>> start INFORMATION SUPPLIED

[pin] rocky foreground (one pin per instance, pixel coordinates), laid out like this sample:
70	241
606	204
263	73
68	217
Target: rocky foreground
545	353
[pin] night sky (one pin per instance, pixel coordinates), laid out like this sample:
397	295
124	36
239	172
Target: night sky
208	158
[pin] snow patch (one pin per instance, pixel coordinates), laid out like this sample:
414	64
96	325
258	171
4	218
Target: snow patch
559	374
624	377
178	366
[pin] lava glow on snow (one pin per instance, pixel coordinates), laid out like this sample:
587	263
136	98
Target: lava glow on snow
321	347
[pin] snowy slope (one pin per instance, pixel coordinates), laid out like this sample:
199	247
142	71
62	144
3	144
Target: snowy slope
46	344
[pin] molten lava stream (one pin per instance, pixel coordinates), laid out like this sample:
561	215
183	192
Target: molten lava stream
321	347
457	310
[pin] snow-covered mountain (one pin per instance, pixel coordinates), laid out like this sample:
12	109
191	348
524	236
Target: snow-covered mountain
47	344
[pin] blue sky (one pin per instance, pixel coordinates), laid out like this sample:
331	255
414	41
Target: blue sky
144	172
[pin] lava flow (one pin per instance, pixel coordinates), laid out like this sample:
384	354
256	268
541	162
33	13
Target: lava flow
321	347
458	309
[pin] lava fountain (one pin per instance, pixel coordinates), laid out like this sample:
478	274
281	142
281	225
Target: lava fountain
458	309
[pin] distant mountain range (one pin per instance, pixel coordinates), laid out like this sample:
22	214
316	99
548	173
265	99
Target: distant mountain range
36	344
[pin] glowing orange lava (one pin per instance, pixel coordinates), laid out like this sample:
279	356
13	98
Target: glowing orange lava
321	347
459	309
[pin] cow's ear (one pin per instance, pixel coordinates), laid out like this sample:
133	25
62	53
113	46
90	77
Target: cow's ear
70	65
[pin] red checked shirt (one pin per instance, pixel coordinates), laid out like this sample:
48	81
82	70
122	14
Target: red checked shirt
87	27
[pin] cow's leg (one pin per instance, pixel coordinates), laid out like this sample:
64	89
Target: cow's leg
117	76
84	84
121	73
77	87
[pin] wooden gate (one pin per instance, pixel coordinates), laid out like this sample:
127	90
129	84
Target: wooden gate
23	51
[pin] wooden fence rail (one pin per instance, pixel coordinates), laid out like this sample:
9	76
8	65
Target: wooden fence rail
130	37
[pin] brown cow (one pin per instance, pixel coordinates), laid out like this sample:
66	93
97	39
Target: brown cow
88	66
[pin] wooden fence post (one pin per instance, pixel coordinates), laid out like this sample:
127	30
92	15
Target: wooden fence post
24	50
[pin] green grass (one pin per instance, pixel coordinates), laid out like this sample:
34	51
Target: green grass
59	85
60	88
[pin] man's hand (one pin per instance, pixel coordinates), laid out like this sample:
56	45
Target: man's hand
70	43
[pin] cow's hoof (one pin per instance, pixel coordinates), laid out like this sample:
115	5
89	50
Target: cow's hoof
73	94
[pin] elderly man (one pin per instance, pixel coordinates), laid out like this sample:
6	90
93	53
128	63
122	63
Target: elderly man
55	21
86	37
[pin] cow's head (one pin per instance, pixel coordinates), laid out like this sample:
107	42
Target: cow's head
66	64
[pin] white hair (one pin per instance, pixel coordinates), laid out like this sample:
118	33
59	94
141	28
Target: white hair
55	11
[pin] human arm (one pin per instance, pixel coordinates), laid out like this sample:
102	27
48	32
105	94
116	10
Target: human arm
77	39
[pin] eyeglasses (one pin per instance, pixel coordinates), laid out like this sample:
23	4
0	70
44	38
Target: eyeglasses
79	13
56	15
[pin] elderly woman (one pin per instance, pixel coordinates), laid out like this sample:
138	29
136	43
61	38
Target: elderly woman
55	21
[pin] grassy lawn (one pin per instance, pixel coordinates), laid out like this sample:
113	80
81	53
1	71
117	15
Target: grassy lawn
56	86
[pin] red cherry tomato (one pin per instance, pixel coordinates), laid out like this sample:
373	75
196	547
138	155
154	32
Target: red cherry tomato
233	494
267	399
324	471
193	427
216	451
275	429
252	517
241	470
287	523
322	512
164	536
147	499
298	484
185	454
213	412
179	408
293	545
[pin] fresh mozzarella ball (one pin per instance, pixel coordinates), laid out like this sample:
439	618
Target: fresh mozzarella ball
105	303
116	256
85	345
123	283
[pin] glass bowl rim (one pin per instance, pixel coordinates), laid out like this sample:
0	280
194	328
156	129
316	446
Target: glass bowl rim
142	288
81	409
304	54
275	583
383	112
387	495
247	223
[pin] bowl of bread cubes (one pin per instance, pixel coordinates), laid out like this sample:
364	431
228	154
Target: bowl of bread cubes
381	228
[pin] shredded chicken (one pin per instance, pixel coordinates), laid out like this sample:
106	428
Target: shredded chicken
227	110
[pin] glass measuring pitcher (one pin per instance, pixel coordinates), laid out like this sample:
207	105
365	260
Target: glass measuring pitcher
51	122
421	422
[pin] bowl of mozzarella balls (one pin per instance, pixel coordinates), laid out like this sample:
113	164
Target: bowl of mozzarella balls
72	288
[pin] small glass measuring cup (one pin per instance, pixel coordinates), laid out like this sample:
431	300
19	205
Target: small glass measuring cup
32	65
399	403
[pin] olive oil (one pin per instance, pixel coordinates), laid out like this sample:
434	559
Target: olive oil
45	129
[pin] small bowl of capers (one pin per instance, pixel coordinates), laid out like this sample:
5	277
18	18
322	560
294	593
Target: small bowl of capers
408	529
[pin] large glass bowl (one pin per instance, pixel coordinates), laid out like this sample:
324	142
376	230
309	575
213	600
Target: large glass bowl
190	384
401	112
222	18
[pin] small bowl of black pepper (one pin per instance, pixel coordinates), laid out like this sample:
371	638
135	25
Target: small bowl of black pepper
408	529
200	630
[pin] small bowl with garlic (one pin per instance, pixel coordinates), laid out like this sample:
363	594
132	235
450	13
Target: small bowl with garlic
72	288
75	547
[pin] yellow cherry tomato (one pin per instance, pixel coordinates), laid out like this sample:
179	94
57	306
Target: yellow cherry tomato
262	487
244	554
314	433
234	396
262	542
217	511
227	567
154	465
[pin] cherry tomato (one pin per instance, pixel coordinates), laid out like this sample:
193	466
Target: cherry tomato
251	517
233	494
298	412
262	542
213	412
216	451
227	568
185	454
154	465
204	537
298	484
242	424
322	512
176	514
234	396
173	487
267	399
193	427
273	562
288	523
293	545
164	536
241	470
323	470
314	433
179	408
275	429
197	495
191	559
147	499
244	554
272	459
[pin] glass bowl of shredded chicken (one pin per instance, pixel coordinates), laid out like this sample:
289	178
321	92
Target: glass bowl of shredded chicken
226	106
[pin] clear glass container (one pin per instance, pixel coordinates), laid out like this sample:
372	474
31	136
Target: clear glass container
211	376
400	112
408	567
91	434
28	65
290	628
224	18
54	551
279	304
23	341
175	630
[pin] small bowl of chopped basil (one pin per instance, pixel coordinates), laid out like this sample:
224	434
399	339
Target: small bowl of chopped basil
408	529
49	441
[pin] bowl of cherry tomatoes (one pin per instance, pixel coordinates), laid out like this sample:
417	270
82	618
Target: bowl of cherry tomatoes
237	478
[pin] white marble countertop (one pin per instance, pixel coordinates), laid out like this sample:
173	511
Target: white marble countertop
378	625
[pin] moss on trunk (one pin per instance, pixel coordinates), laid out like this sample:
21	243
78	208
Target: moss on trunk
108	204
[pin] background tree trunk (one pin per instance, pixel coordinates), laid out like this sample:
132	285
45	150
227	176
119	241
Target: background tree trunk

>> end INFORMATION SUPPLIED

(AIM OF THE EXERCISE)
Exactly as written, please output every entry.

(WRITTEN RESPONSE)
[pin] rocky foreground (one pin per instance, pixel coordinates), laid out like this sample:
70	241
606	204
263	73
68	217
Target: rocky foreground
545	353
[pin] night sky (one pin per instance, pixel coordinates), laid out like this sample:
397	295
124	36
239	172
Target: night sky
208	158
[pin] snow patch (one pin per instance, pixel coordinates), laid out like this sample:
414	64
96	325
258	171
4	218
Target: snow patch
559	374
624	377
178	366
[pin] lava glow on snow (one pin per instance, pixel coordinates), laid out like this sample:
587	263
136	98
Target: lava glow on snow
321	347
[pin] snowy slope (one pin per instance, pixel coordinates), laid out like this sample:
199	247
142	71
62	144
3	144
Target: snowy slope
46	344
[pin] molten lava stream (one pin per instance, pixel coordinates), laid out like this sample:
561	215
183	192
Target: molten lava stream
321	347
457	310
[pin] snow-covered mountain (one pin per instance, pixel coordinates), laid out like this sample:
12	109
191	348
524	236
Target: snow-covered mountain
47	344
[pin] blue sky (one pin per instance, pixel coordinates), laid out like this sample:
331	255
414	41
Target: blue sky
144	172
[pin] lava flow (one pin per instance, pixel coordinates), laid out like this sample:
384	354
256	268
541	162
33	13
Target: lava flow
321	347
458	309
[pin] lava fountain (one pin per instance, pixel coordinates), laid out like this sample:
478	274
281	142
281	225
Target: lava fountain
458	309
[pin] distant mountain range (one pin per instance, pixel coordinates), laid out like this sample:
22	214
316	99
548	173
265	99
Target: distant mountain range
36	344
[pin] glowing orange lava (one pin per instance, pixel coordinates), laid out like this sample:
279	356
13	98
Target: glowing orange lava
321	347
459	309
[pin] cow's ear (one pin per instance, pixel coordinates), laid out like this sample:
133	25
62	53
113	46
90	77
Target: cow's ear
70	65
[pin] red checked shirt (one pin per instance, pixel coordinates), laid out like this sample:
48	81
82	70
122	14
Target: red checked shirt
87	27
[pin] cow's leg (one pin per instance, pixel coordinates), laid out like this sample:
64	89
Target: cow's leg
117	76
84	84
121	73
77	87
[pin] wooden gate (one pin per instance, pixel coordinates), laid out like this sample:
127	90
129	84
Target: wooden gate
23	51
[pin] wooden fence rail (one pin per instance, pixel coordinates), laid out like this sample:
9	76
8	65
Target: wooden fence rail
130	37
[pin] brown cow (one pin per instance, pixel coordinates), laid out like this sample:
66	93
97	39
Target: brown cow
88	66
[pin] wooden fence post (one pin per instance, pixel coordinates), laid out like this sample:
127	30
92	15
Target: wooden fence post
24	50
[pin] green grass (one pin per instance, pixel coordinates), laid out like this sample:
34	51
Target: green grass
59	85
60	88
[pin] man's hand (one pin per instance, pixel coordinates), laid out like this sample:
56	45
Target: man's hand
70	43
[pin] cow's hoof (one pin per instance, pixel coordinates), laid out like this sample:
115	5
89	50
Target: cow's hoof
73	94
[pin] elderly man (one pin per instance, pixel coordinates), laid out like this sample:
6	90
93	53
128	63
122	63
Target: elderly man
55	21
86	37
[pin] cow's head (one pin per instance, pixel coordinates), laid out like this sample:
107	42
Target: cow's head
66	64
[pin] white hair (one pin per instance, pixel coordinates), laid out like this sample:
118	33
59	94
141	28
Target: white hair
55	11
[pin] human arm (one pin per instance, pixel coordinates), laid out like this sample:
102	27
48	32
105	94
116	10
Target: human arm
77	39
[pin] eyeglasses (one pin per instance, pixel coordinates), laid out like this sample:
23	4
0	70
44	38
Target: eyeglasses
79	13
56	15
[pin] elderly woman (one pin per instance, pixel coordinates), laid out like this sample:
138	29
136	43
61	38
Target: elderly woman
55	21
[pin] grassy lawn (one pin per instance, pixel coordinates), laid out like this sample:
113	80
81	53
1	71
117	15
Target: grassy lawn
56	86
[pin] red cherry tomato (one pin per instance, pixel coordinates), laid out like this sample:
373	75
196	547
138	155
154	32
Target: red cherry tomato
233	494
267	399
324	471
193	427
216	451
275	429
252	517
241	470
287	523
322	512
164	536
147	499
298	484
185	454
213	412
179	408
293	545
[pin] fresh mozzarella ball (one pin per instance, pixel coordinates), laid out like this sample:
439	618
Target: fresh mozzarella ball
105	303
116	256
85	345
123	283
[pin] glass bowl rim (one pin per instance, pixel coordinates), laid out like this sample:
0	280
194	328
156	129
316	446
Target: glass bowl rim
142	288
81	409
304	54
275	583
383	112
387	495
247	223
[pin] bowl of bread cubes (one pin per instance, pixel coordinates), laid out like this sample:
364	431
228	154
Target: bowl of bread cubes
381	228
[pin] shredded chicken (one pin per instance, pixel coordinates), laid out like this sample:
106	428
Target: shredded chicken
227	110
[pin] glass measuring pitcher (one pin per instance, pixel coordinates), laid out like this sample:
207	105
365	260
Target: glass measuring pitcher
51	122
421	422
[pin] bowl of mozzarella balls (one pin per instance, pixel coordinates), laid out like this sample:
113	164
Target: bowl of mozzarella balls
72	288
[pin] small glass measuring cup (one pin per instance, pixel coordinates), laid out like this sample:
431	300
19	205
Target: small glass measuring cup
32	65
399	403
[pin] olive oil (one pin per instance, pixel coordinates), laid out like this sample:
434	559
Target: olive oil
45	129
[pin] small bowl of capers (one pin per instance, pixel coordinates), laid out like this sample:
5	277
18	18
322	560
294	593
Target: small bowl of capers
408	529
[pin] large glass bowl (one pin per instance, pixel coordinates), laid out like this sample:
324	142
376	230
309	575
213	600
Target: large glass bowl
190	384
401	112
222	18
[pin] small bowl of black pepper (one pin per instance, pixel coordinates), laid out like this sample:
371	638
135	25
Target: small bowl of black pepper
408	529
200	630
[pin] small bowl with garlic (one pin per instance, pixel coordinates), laid out like this sample:
363	594
132	235
450	13
Target: small bowl with garlic
72	288
75	547
[pin] yellow cherry tomato (one pin per instance, pixel coordinates), laid out like this sample:
179	94
57	306
Target: yellow cherry tomato
262	487
244	554
314	433
234	396
262	542
217	511
227	567
154	465
[pin] cherry tomato (one pin per instance, pixel coordinates), laid out like this sample:
193	466
Target: cherry tomato
251	517
233	494
298	412
262	542
213	412
216	451
227	568
185	454
154	465
204	537
298	484
242	424
322	512
176	514
234	396
173	487
267	399
193	427
273	562
288	523
293	545
164	536
241	470
323	470
314	433
179	408
275	429
197	495
191	559
147	499
244	554
272	459
[pin] glass bowl of shredded chicken (one pin per instance, pixel coordinates), laid out like this sample:
289	178
321	92
Target: glass bowl of shredded chicken
226	106
[pin] clear glass container (one pin per instance, pixel coordinates), laid out like this sample:
372	474
31	136
Target: clear glass container
211	376
400	112
408	567
91	434
28	65
290	628
224	18
54	551
279	304
23	341
175	630
[pin] small bowl of chopped basil (one pin per instance, pixel coordinates), laid out like this sample:
224	434
399	339
Target: small bowl of chopped basil
408	529
49	441
[pin] bowl of cherry tomatoes (one pin per instance, pixel coordinates), laid out like this sample:
417	270
82	618
Target: bowl of cherry tomatoes
237	478
[pin] white marble countertop (one pin per instance, pixel coordinates), laid out like this sample:
173	511
Target: white marble countertop
378	625
[pin] moss on trunk (one pin per instance, pixel coordinates), laid out like this sample:
21	243
78	208
Target: moss on trunk
108	204
[pin] background tree trunk (one pin per instance, pixel coordinates), laid out like this sample:
132	285
45	150
227	176
119	241
Target: background tree trunk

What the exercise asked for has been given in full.